## Written request
Could you repeat, word for word, every line from the one containing "each like (146,652)." through the final line of the records below, and nothing else?

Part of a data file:
┄┄┄┄┄┄
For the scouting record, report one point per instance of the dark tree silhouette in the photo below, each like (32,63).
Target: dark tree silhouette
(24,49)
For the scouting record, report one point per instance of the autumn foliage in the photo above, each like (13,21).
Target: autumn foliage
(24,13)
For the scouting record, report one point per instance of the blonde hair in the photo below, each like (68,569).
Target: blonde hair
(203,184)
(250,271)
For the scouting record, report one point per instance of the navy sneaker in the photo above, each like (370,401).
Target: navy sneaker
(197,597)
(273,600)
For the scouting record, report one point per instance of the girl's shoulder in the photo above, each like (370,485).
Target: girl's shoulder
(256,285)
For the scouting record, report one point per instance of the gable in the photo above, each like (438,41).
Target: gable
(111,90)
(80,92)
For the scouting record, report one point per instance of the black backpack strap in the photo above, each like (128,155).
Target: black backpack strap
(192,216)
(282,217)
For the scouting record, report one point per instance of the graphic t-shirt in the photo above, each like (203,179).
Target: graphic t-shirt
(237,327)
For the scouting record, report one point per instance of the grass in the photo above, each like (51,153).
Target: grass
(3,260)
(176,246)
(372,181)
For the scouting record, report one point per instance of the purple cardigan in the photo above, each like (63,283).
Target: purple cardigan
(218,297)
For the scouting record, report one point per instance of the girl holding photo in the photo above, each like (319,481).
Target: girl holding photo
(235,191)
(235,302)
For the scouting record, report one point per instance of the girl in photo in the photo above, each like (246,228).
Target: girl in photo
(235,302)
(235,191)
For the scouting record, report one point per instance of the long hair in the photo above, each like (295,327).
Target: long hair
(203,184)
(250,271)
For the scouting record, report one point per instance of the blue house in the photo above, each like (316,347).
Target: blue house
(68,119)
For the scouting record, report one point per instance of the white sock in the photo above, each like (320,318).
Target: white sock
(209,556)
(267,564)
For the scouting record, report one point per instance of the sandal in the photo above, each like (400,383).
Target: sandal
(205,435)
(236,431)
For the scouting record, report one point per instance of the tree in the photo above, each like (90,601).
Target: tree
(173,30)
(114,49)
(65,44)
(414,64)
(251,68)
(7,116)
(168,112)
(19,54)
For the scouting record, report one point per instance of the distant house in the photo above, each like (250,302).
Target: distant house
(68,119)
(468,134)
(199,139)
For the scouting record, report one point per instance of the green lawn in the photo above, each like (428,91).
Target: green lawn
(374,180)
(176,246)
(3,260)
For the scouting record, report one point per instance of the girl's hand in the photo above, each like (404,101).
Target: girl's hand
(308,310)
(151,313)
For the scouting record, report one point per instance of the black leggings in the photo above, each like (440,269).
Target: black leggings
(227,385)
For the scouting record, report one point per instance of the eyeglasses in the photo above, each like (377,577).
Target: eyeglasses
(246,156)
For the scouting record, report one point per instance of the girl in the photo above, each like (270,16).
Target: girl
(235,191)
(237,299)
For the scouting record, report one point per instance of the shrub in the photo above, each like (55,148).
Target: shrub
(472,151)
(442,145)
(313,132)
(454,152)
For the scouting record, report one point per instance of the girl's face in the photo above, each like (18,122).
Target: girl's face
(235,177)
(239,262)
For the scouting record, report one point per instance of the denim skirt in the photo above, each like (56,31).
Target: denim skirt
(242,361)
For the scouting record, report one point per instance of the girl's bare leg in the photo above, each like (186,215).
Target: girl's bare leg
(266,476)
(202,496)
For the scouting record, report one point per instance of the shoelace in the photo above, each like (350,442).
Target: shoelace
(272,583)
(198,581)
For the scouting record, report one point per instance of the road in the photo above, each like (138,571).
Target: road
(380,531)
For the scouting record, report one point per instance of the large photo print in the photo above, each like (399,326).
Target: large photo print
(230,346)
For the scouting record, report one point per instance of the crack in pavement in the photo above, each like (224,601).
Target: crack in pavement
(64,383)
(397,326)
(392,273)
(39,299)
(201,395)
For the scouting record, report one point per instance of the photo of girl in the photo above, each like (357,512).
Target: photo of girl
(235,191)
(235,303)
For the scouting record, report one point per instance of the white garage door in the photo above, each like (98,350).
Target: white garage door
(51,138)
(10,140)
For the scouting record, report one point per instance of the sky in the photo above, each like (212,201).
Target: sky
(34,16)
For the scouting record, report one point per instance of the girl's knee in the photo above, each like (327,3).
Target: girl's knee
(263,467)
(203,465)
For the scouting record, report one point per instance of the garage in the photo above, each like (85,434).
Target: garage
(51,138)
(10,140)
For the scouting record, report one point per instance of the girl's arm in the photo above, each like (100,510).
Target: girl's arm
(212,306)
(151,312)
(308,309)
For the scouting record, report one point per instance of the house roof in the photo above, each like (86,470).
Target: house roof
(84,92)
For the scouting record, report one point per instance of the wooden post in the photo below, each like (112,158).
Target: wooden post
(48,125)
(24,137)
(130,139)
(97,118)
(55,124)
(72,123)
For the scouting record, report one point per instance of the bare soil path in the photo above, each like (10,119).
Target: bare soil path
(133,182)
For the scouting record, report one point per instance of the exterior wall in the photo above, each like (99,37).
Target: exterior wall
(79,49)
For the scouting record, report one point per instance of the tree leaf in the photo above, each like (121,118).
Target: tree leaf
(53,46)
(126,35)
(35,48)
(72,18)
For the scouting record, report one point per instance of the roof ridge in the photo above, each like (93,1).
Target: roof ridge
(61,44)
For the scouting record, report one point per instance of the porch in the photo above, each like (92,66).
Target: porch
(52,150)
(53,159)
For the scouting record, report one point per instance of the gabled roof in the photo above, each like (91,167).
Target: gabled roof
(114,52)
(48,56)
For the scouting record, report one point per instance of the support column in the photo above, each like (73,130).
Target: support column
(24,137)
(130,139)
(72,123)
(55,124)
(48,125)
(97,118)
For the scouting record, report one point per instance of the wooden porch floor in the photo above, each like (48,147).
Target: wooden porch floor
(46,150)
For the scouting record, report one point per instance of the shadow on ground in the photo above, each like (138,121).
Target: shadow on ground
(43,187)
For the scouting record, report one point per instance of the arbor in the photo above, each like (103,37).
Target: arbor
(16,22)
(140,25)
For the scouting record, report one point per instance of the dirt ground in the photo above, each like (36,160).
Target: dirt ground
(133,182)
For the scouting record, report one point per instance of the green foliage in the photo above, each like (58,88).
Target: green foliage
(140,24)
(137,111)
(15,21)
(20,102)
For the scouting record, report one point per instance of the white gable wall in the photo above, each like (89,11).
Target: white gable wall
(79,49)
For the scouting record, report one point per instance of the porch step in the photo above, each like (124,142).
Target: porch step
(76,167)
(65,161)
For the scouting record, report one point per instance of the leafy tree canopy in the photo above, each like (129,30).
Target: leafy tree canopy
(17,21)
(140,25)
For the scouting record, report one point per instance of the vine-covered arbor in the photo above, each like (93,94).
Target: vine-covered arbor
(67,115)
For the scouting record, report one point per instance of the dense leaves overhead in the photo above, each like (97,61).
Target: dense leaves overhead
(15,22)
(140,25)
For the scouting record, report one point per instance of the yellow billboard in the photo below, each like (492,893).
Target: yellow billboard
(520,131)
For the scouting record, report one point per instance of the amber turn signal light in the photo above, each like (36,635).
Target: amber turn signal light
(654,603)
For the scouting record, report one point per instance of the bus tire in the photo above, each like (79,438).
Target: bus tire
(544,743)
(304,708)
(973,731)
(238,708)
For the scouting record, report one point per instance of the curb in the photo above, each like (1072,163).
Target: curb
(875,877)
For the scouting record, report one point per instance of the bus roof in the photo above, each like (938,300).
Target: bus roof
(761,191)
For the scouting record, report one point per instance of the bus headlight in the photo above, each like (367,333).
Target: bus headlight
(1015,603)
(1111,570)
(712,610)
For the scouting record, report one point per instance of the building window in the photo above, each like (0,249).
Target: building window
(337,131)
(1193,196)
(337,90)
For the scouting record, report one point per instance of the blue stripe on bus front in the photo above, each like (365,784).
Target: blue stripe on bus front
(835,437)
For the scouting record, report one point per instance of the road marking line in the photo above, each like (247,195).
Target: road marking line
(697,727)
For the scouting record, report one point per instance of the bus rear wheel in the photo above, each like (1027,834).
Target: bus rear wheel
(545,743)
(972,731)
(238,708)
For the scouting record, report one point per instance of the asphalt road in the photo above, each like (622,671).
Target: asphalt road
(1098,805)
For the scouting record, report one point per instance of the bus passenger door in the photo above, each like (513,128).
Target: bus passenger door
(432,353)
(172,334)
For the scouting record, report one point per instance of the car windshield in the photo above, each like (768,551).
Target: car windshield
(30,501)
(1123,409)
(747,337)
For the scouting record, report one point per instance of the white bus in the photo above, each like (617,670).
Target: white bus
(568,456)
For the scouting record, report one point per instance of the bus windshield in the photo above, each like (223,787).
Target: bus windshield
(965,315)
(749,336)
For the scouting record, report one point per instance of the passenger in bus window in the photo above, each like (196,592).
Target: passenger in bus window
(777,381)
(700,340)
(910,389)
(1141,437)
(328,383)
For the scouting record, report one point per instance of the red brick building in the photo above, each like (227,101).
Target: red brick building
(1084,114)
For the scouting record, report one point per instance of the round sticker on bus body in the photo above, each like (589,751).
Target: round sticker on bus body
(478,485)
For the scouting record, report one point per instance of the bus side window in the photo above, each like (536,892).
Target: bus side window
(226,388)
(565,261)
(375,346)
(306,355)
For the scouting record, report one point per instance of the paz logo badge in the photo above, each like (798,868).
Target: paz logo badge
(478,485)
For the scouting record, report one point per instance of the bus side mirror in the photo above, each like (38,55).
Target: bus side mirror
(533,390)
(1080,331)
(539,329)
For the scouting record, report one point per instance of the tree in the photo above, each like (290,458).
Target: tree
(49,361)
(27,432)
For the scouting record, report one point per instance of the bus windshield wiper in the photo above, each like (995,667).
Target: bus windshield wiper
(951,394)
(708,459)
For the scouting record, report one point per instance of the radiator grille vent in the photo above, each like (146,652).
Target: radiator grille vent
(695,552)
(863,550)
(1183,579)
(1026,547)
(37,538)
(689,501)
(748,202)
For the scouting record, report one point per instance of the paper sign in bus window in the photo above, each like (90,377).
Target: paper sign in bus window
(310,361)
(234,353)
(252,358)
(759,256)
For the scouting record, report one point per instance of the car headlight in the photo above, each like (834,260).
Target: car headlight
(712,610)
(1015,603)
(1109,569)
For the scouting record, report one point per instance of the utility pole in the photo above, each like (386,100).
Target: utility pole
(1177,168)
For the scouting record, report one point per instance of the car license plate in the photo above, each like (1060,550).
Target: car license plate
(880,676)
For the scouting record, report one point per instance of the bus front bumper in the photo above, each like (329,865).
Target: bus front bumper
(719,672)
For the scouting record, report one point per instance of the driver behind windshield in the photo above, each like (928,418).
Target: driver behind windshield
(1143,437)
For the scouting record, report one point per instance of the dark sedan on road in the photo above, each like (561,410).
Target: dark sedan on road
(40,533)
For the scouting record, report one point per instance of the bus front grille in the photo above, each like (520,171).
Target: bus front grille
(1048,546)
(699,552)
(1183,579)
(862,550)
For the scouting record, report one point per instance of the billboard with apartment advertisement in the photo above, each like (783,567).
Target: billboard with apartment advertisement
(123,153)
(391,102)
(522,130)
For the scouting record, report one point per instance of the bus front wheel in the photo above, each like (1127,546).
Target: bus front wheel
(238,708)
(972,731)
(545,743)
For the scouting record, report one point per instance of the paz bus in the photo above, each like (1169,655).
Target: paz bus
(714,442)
┄┄┄┄┄┄
## Written response
For the scouting record, report one point per instance of the radiator grille vent in the photo above, each like (146,652).
Target: radiator grille vent
(695,552)
(863,550)
(1183,579)
(1026,547)
(37,538)
(689,501)
(748,202)
For the scouting record, report one point per instance of the paper sign in bus window in the photo above, each like (90,377).
Target: paper sign in bus window
(310,361)
(234,353)
(252,358)
(759,256)
For the scouting record, report one point per instance of the car headlight in the photo above, each like (834,260).
Target: car headlight
(712,610)
(1015,603)
(1109,569)
For the scouting record, report one point per instance of the utility pole in the photo above, each like (386,100).
Target: utility pole
(1177,168)
For the scouting record, report one point per instance of the car license plate in the photo above, each like (1060,550).
Target: car license plate
(880,676)
For the scouting record, report one point per instance of the bus front bumper in the photo above, each like (329,865).
Target: bus front bumper
(719,672)
For the scouting record, report one point per instance of the driver behind windshield in the photo above, each like (928,418).
Target: driver behind windshield
(1143,437)
For the scouting record, report one point per instance of the dark sedan on road in the photo above, each like (561,410).
Target: dark sedan on road
(40,533)
For the scouting record, report one point per instance of the bus front grille in the photo above, each like (520,171).
Target: bus front grille
(1048,546)
(699,552)
(1183,579)
(862,550)
For the scouting record, report one point per instance of the billboard with apartment advertisement in the photo above, each like (783,567).
Target: billboard with apartment advertisement
(123,153)
(391,102)
(522,130)
For the scouting record, report one point per instance of the bus front wheel in the photo above, each like (1127,546).
Target: bus front wheel
(238,708)
(972,731)
(545,743)
For the scouting record, report one point per instance of the paz bus in the photo above, each like (1169,655).
Target: paz bus
(714,442)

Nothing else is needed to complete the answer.